Prompt: Find the string "target" in the data, then copy every line where it is found.

********************

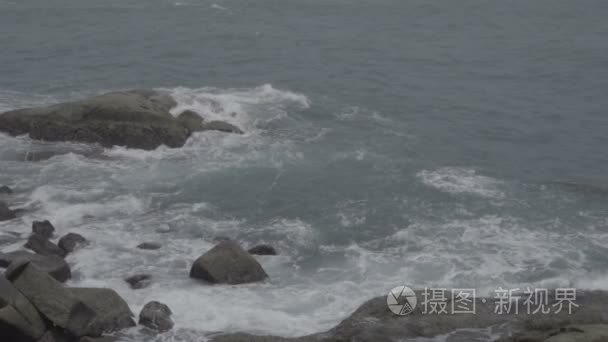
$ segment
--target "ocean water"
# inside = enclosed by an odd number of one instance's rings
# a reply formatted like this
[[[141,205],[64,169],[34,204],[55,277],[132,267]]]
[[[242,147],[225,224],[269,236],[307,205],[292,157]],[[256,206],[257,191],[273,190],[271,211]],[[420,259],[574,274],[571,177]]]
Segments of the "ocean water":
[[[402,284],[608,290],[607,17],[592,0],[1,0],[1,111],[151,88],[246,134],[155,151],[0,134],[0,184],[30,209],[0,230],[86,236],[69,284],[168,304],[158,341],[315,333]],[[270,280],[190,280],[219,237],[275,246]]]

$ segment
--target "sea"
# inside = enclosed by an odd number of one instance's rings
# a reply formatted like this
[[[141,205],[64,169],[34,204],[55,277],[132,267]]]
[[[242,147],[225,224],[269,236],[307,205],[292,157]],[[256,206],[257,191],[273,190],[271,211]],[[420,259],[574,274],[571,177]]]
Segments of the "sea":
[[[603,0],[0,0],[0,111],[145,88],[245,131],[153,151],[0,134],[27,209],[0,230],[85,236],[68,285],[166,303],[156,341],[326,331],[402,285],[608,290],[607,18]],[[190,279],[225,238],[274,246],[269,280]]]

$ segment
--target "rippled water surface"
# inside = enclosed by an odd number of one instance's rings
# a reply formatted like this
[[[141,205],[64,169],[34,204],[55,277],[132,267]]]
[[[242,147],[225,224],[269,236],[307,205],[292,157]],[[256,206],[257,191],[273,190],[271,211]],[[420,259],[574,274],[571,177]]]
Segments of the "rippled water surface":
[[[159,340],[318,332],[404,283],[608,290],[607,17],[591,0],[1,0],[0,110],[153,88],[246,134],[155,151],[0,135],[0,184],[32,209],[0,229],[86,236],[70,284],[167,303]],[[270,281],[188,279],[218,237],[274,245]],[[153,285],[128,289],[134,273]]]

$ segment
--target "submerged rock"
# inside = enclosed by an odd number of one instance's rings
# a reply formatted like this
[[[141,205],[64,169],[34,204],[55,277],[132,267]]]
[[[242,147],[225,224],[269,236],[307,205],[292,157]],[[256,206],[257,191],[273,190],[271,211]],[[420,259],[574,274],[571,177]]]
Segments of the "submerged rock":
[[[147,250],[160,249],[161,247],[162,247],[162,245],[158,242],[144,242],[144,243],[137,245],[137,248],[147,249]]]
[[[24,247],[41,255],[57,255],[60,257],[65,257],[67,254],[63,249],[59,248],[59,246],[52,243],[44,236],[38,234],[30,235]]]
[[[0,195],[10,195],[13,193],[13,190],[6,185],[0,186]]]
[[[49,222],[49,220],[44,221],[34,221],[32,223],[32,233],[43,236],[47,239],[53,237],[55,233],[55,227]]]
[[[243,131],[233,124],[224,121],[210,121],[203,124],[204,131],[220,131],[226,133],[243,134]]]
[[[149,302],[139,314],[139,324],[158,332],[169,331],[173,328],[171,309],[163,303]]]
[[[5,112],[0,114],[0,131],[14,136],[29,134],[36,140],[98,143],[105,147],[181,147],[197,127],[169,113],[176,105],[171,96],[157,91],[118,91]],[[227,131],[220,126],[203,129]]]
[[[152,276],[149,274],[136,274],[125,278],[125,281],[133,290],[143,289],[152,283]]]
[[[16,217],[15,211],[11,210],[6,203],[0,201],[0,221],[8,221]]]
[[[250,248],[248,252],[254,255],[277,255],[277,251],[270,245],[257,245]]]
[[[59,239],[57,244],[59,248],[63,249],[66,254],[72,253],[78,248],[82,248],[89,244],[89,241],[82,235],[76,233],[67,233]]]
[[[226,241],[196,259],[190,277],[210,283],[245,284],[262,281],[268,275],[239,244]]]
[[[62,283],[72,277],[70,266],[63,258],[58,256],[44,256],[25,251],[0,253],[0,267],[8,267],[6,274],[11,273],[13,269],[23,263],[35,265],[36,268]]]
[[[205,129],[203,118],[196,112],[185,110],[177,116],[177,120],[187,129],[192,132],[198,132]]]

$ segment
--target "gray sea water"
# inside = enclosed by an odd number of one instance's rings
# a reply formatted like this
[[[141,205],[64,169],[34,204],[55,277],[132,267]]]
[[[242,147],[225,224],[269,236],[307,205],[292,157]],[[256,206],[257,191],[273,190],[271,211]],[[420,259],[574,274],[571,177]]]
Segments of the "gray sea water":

********************

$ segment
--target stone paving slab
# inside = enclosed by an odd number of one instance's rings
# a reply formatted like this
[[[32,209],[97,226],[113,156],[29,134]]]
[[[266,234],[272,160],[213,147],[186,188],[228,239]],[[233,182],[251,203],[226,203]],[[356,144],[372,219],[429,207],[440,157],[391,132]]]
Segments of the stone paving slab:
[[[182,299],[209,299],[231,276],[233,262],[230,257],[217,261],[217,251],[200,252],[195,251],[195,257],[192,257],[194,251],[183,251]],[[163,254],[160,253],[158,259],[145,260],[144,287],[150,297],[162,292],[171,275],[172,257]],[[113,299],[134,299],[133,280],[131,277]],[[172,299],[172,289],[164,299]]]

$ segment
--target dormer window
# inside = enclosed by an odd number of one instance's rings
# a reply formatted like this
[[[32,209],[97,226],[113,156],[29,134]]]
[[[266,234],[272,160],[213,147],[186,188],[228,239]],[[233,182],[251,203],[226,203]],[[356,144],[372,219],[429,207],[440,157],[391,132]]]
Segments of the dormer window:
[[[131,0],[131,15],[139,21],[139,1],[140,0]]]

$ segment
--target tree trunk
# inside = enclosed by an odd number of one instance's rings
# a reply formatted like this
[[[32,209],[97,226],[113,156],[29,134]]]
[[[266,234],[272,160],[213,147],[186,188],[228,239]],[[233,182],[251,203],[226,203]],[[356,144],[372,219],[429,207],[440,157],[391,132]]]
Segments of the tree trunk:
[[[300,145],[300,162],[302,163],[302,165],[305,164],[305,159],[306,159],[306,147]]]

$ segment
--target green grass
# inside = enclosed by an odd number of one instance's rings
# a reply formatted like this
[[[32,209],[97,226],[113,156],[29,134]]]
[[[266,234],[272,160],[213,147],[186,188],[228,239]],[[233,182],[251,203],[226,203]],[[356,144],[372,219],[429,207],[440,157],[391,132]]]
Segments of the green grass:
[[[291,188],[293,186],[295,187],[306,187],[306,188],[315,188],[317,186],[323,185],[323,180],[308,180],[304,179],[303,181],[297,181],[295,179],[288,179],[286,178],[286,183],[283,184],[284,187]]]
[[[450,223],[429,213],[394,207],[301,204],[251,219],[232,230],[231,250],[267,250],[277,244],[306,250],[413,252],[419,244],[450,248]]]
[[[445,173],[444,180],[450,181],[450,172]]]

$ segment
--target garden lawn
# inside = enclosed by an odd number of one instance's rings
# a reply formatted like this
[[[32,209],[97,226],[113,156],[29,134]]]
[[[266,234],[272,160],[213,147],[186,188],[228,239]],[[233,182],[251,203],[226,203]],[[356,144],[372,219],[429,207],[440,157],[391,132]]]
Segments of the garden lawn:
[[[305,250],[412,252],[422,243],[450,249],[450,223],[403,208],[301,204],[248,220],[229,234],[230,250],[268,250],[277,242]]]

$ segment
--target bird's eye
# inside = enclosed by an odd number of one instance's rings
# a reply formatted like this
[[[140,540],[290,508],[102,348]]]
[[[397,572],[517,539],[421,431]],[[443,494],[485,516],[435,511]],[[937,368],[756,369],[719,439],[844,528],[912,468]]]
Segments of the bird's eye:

********************

Output of the task:
--target "ocean water"
--target "sea"
--target "rippled water surface"
--target "submerged rock"
--target "gray sea water"
--target stone paving slab
--target dormer window
--target tree trunk
--target green grass
--target garden lawn
--target bird's eye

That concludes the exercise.